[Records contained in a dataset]
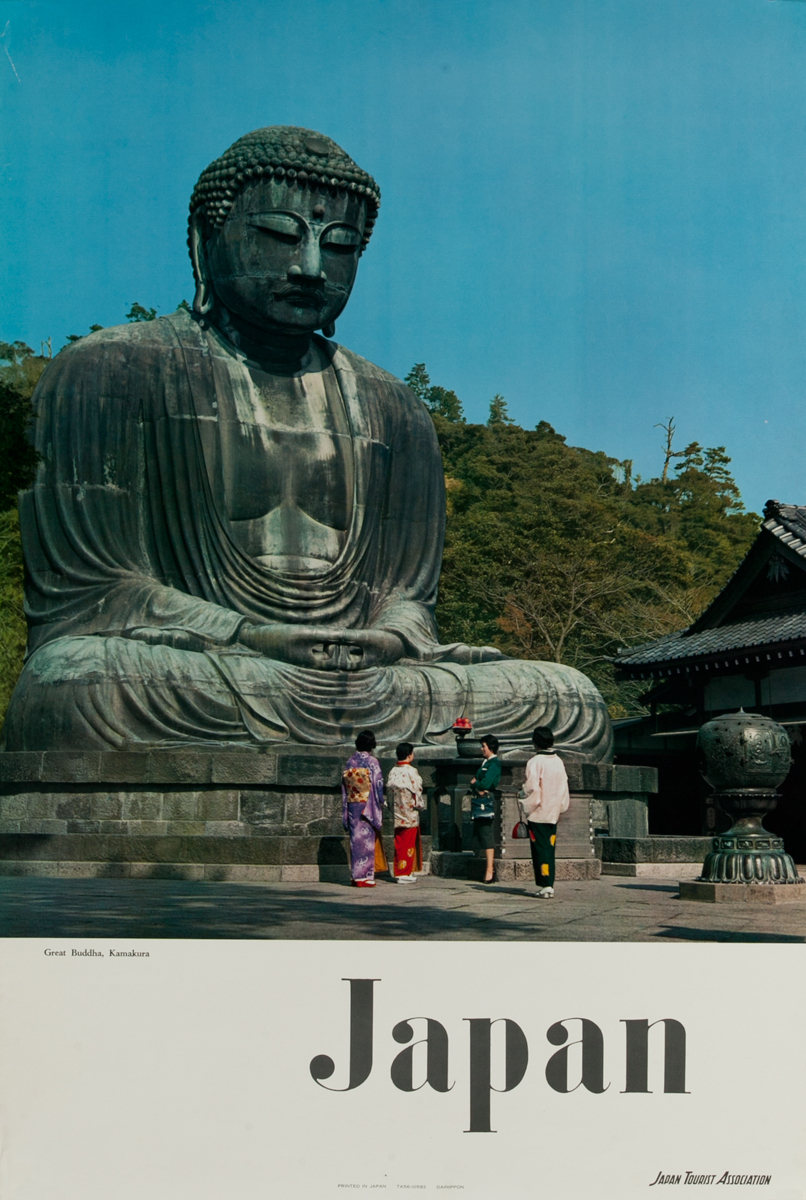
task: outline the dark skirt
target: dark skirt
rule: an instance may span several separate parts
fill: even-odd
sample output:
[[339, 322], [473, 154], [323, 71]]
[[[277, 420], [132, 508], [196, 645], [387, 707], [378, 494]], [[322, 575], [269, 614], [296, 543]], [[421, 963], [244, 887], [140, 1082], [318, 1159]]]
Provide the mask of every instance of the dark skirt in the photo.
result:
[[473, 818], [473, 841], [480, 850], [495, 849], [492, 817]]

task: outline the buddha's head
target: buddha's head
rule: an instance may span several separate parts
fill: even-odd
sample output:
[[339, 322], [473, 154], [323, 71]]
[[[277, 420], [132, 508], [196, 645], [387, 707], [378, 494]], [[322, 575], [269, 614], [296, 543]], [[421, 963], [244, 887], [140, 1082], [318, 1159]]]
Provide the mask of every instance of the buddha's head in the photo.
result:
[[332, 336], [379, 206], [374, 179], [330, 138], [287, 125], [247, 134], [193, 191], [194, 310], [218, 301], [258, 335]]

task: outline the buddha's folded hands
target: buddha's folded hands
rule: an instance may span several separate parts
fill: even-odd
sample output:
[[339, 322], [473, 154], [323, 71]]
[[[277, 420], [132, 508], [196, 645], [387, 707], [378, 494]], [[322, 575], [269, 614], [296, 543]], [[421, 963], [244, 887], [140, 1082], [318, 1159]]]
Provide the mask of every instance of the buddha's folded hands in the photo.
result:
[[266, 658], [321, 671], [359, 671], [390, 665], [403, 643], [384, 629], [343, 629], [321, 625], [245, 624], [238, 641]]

Goal of the exercise -
Review the entries above and return every line where "hands" appears.

Your solution -
task: outline the buddha's folded hands
target: buddha's folded hands
Provide the mask of every instance of the buddha's folded hands in the photo.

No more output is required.